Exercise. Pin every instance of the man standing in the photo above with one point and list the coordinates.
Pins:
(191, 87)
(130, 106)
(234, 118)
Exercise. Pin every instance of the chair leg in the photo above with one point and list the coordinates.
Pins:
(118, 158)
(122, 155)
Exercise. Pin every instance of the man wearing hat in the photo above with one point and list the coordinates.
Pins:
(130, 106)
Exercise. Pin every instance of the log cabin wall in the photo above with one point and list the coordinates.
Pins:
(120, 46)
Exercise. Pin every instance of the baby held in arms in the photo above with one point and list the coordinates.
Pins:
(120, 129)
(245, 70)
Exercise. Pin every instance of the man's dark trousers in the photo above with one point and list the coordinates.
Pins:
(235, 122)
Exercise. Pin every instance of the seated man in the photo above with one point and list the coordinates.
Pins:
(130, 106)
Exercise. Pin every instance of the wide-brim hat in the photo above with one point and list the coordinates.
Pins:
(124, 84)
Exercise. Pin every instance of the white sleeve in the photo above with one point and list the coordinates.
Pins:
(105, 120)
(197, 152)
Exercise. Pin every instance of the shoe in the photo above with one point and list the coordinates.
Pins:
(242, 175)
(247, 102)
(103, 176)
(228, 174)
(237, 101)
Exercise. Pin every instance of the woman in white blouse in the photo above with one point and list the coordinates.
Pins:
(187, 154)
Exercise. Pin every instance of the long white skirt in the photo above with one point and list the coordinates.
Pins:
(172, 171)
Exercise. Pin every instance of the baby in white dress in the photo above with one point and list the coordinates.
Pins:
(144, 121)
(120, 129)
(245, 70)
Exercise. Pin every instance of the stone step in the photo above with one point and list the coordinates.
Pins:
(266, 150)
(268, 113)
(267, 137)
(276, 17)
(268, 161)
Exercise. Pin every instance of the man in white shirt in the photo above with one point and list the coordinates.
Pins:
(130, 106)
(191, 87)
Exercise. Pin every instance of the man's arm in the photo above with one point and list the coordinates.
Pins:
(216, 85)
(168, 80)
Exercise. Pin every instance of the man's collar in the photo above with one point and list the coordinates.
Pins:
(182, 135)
* * * * * * *
■ **What the task asks**:
Output each entry exactly. Leave none out.

■ **The completed task**:
Exercise. Pin every instance of the man standing in the photo above with one point and list the coordinates.
Pins:
(191, 87)
(130, 106)
(234, 118)
Exercise. Pin every instance of the chair leg in the photo above with one point and list the coordinates.
Pins:
(118, 158)
(122, 155)
Exercise. Pin every instance of the man wearing hat in the photo above with one point and list the coordinates.
Pins:
(130, 106)
Exercise. Pin every instance of the log cabin wall in the photo above with one point and list the coordinates.
Pins:
(120, 46)
Exercise. Pin every instance of the baby held in arms in the photo above with one point and list the coordinates.
Pins:
(120, 129)
(245, 70)
Exercise. Pin every instance of the man's dark trousers in the photo above with one point and list the coordinates.
Pins:
(235, 122)
Exercise. Pin every instance of the seated man in the photo above with one point and list the coordinates.
Pins:
(130, 106)
Exercise. Pin every instance of the wide-brim hat in the photo above with one point and list the coordinates.
Pins:
(124, 84)
Exercise. Pin every instance of the white sleeve in the photo above with one point and list the coordinates.
Pins:
(105, 120)
(197, 152)
Exercise. Pin every instance of the shoe in the photo above with one point and list the coordinates.
Pins:
(242, 175)
(247, 102)
(103, 176)
(228, 174)
(237, 101)
Exercise. Pin every instance of the woman in white blouse in the photo above with one point and list the coordinates.
Pins:
(187, 154)
Exercise. Pin every instance of the long white skirt in the photo above with one point and list the coordinates.
Pins:
(172, 171)
Exercise. Pin every instance of the baby in white dress in the photo above with one point and list the coordinates.
Pins:
(144, 121)
(120, 129)
(245, 70)
Exercise. Pin every instance of the stone step in the photo above with one point and list the coordinates.
Pins:
(266, 150)
(268, 113)
(267, 137)
(276, 17)
(268, 161)
Exercise. Pin every instance of the man in white shirt in the photo above with one point and list the coordinates.
Pins:
(130, 106)
(191, 87)
Exercise. Pin every instance of the man's arm in the photo above with one point and list the coordinates.
Pins:
(216, 85)
(168, 80)
Exercise. Pin every instance of the man's collar in the photo above with one point and list the coordinates.
Pins:
(182, 135)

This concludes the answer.